BEGIN

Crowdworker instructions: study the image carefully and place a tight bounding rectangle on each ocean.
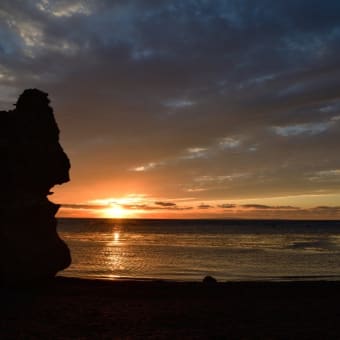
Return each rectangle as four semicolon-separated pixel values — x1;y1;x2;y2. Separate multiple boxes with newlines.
58;218;340;282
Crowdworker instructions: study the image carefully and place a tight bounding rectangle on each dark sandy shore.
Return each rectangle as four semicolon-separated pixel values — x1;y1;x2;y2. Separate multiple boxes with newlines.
2;277;340;339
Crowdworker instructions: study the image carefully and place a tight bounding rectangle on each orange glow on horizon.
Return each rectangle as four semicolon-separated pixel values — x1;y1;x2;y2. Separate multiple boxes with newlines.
102;205;132;219
55;192;340;220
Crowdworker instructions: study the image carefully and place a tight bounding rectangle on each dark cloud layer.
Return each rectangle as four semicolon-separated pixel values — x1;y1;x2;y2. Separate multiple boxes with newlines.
62;203;107;210
121;203;193;211
155;201;177;207
61;201;340;220
1;1;340;217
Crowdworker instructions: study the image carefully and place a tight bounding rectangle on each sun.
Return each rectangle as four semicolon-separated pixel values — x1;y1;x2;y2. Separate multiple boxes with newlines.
103;205;129;219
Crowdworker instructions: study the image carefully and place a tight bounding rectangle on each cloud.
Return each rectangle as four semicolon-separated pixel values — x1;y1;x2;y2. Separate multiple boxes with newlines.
37;1;92;18
240;204;300;210
181;147;209;160
309;169;340;182
273;122;333;136
121;204;148;210
129;162;161;172
194;173;250;183
163;98;195;109
121;203;192;211
218;204;236;209
218;137;241;149
58;200;340;219
310;206;340;212
197;204;213;209
61;203;107;210
241;204;272;209
155;201;177;207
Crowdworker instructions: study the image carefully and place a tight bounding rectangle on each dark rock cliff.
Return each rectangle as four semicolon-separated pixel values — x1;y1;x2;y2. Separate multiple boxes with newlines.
0;89;71;284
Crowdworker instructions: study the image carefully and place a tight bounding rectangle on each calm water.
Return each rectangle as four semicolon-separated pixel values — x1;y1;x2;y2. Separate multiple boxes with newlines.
58;218;340;282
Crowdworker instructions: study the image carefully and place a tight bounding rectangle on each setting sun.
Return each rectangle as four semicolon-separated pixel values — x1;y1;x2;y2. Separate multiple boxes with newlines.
103;205;129;219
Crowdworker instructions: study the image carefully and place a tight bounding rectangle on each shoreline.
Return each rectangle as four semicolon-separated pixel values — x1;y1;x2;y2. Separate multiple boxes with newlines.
59;273;340;283
2;276;340;338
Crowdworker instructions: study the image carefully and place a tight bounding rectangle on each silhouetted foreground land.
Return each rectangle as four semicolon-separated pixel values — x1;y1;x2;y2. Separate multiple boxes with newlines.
0;89;71;283
2;278;340;339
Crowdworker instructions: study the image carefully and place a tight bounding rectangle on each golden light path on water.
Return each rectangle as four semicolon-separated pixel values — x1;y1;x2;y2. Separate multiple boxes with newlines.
113;231;120;242
104;228;124;279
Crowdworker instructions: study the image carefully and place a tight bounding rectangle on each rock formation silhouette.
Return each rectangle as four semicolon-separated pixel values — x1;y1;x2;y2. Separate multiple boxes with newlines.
0;89;71;284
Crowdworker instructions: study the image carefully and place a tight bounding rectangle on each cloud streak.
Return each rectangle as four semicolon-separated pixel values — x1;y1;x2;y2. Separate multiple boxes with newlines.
60;200;340;219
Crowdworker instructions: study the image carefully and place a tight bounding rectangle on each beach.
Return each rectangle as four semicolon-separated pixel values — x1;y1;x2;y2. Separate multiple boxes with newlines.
2;277;340;339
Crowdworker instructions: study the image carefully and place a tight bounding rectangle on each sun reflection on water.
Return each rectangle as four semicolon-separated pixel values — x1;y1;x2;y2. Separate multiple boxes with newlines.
113;231;120;243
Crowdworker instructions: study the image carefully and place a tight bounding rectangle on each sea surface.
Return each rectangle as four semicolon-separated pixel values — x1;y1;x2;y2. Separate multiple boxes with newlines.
58;218;340;282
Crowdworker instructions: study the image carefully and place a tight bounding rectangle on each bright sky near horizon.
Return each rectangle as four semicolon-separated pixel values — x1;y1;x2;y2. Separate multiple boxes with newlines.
1;1;340;219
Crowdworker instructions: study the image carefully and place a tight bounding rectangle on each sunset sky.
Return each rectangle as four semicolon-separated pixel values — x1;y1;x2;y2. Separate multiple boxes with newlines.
1;0;340;219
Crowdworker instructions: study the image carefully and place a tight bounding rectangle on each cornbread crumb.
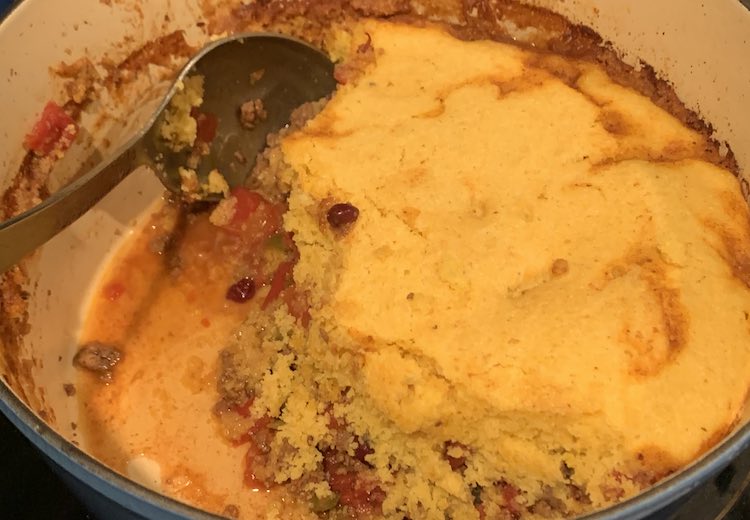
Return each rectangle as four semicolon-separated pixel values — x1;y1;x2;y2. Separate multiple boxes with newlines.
178;167;200;195
207;169;230;196
209;196;237;227
179;167;230;201
160;75;204;152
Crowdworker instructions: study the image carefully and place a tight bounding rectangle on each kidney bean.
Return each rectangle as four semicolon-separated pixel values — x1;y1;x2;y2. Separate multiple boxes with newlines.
226;277;256;303
327;203;359;229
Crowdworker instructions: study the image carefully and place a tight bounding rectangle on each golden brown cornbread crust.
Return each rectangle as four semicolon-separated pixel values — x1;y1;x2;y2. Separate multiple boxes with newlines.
218;16;750;520
201;0;736;172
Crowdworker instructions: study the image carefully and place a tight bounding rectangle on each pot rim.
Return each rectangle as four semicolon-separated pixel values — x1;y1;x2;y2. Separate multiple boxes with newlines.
1;1;750;518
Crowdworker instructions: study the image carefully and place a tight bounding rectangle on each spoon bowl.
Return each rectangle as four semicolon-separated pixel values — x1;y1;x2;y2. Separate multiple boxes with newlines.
142;34;336;194
0;33;336;273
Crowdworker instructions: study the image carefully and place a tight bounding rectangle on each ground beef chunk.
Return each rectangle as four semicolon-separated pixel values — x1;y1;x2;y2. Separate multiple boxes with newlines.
239;99;267;129
73;341;122;382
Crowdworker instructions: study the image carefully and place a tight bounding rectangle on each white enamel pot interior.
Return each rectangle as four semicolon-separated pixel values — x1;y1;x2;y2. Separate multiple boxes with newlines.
0;1;748;519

END

**Task description**
Exact copy, pictures removed: set down the whole listing above.

**Solution for this problem**
Crowdworker instructions: study the image carefully and place a tight bounding rectangle on each ocean.
Return each rectangle as four semicolon-separated pixel values — x1;y1;x2;y2. Separate multiple boxes with newlines.
58;218;340;282
Crowdworker instructions: study the image carefully and place a tight bounding rectangle on each dark sandy shore.
Return each rectangle as four semicolon-separated pixel values — x1;y1;x2;y2. Separate multiple boxes with newlines.
2;277;340;339
Crowdworker instructions: study the image carefully and place a tight bounding rectangle on each orange glow on horizon.
Return each rectangle as four semicolon-separated pixel values — x1;y1;x2;y2. Separate multiple boxes with newlines.
102;205;132;219
55;192;340;220
Crowdworker instructions: study the image carefully and place a tight bounding rectangle on each dark cloud layer.
Return each rectangle as four semicolon-separated pixel values — x1;y1;x2;y2. Separate multiple boxes with newlines.
62;203;107;210
121;203;193;211
155;201;177;207
61;201;340;220
1;1;340;217
Crowdworker instructions: study the image carefully and place a tight bounding rectangle on each sun.
Return each rectangle as four semicolon-separated pixel values — x1;y1;x2;y2. Separate multiple boxes with newlines.
103;205;129;219
Crowdworker instructions: study the image carefully and place a tight bounding rectangle on each cloud.
Return each rectangle as four semicolon-separated pixel values — x1;y1;x2;y2. Separate multiple boxes with newlines.
37;1;92;18
240;204;300;210
181;147;209;160
309;169;340;182
273;122;333;136
121;204;148;210
129;162;161;172
194;173;250;183
163;98;195;109
121;203;192;211
218;204;236;209
218;137;241;149
58;200;340;219
310;206;340;212
197;204;213;209
61;203;107;210
241;204;272;209
155;201;177;207
Crowdworker instructions: study the image carefully and place a tight bounding rectangle on each dark rock cliff.
Return each rectangle as four semicolon-separated pixel values — x1;y1;x2;y2. Separate multiple boxes with newlines.
0;89;71;284
Crowdworker instructions: study the image carefully and place a tight bounding rectangle on each calm water.
Return each rectangle as four semicolon-separated pixel values — x1;y1;x2;y2. Separate multiple boxes with newlines.
58;218;340;282
Crowdworker instructions: study the image carefully and place a tight bounding rectangle on each setting sun.
Return each rectangle as four semicolon-separated pixel values — x1;y1;x2;y2. Separate multiple boxes with newlines.
103;205;129;219
Crowdworker instructions: study the image carefully and place a tight bounding rectangle on each shoreline.
Return each rectangle as four semicolon-separated pixel values — x1;y1;x2;y2. Separate multiple boxes with newlines.
59;273;340;283
2;276;340;338
Crowdworker instructions: study the image carefully and place a tight bounding rectangle on each silhouetted foreground land.
Return each rectangle as four semicolon-separated pixel values — x1;y1;x2;y2. Separate multiple boxes with newlines.
0;89;71;283
2;278;340;339
Crowdworker instructions: study the image carefully and place a tight bounding rectangle on each golden light path on water.
Return each rectangle as four semicolon-separated pixel values — x1;y1;x2;y2. Separate multiple boxes with newlines.
113;231;120;242
104;228;124;279
Crowdworker instructions: study the image carefully and place a tight bounding rectangle on each rock formation silhouette.
Return each rectangle as four semicolon-separated pixel values — x1;y1;x2;y2. Separate multiple boxes with newlines.
0;89;71;284
Crowdworker instructions: study the image carefully and place a tight bounding rectangle on each cloud streak.
Return each rectangle as four semicolon-separated pixel values — x1;y1;x2;y2. Separate multiple boxes with newlines.
60;200;340;219
Crowdworker instructions: study the image carefully and place a tight bounding rectangle on each beach.
Return each rectangle as four semicolon-separated pixel values — x1;y1;x2;y2. Separate multiple boxes with newlines.
2;277;340;339
Crowdworker instructions: study the image carefully and place a tight bounding rectangle on each sun reflection on water.
Return each rectangle as four semicolon-separated pixel values — x1;y1;x2;y2. Separate multiple boxes with newlines.
113;231;120;243
Crowdworker instructions: study the image carefully and place a tight bounding rectangle on each sea surface.
Return each rectangle as four semicolon-separated pixel values — x1;y1;x2;y2. Separate multiple boxes with newlines.
58;218;340;282
Crowdworker instructions: study the image carefully and place a tight bounding rectangle on each bright sky near horizon.
Return each rectangle as four semicolon-separated pixel values — x1;y1;x2;y2. Separate multiple boxes with newlines.
1;1;340;219
Crowdworker instructions: study the image carefully and place a tight bounding rectangle on each sunset sky.
Return each rectangle as four semicolon-separated pixel values — x1;y1;x2;y2. Separate multiple boxes with newlines.
1;0;340;219
Crowdworker instructions: study the image carefully and place a tight bounding rectangle on each cornbread crumb.
Return each rectangle as four semicolon-separated pixel values — x1;y1;x2;y2. Separate multiple boxes with newlines.
178;167;200;195
207;169;230;196
209;196;237;227
179;167;230;201
160;75;204;152
Crowdworker instructions: study the image carefully and place a tight bounding rectangle on each kidney bean.
Return each rectangle as four semicolon-separated pixel values — x1;y1;x2;y2. Separate multiple boxes with newlines.
226;277;256;303
327;203;359;229
Crowdworker instructions: study the image carefully and place a tight bounding rectangle on each golden brown cornbread crust.
Return each rectangle as four semicolon-separated pixel values — x1;y1;x2;y2. Separate multiple boxes with newlines.
218;16;750;520
201;0;736;172
Crowdworker instructions: study the image carefully and place a tight bounding rectangle on each pot rim.
Return each rectangle as four semicolon-separated pixel values — x1;y1;x2;y2. Separate multiple boxes with newlines.
1;1;750;518
Crowdworker instructions: study the image carefully and place a tight bounding rectangle on each spoon bowl.
Return each rectangle as four semicolon-separated pixel values — x1;y1;x2;y2. Separate multiple boxes with newlines.
142;34;336;194
0;33;336;273
Crowdworker instructions: study the image carefully and place a tight bounding rectangle on each ground beef chunk.
Return each rectangle as four semicolon-separated pixel values — x1;y1;x2;y2. Separate multiple boxes with newlines.
239;99;267;129
73;341;122;382
Crowdworker instructions: study the image carefully and place a tight bounding rectangle on each white enamel pot interior.
Return each rectangle as four semicolon-separated pixel values — x1;y1;x2;y2. Separate multiple boxes with newlines.
0;1;748;519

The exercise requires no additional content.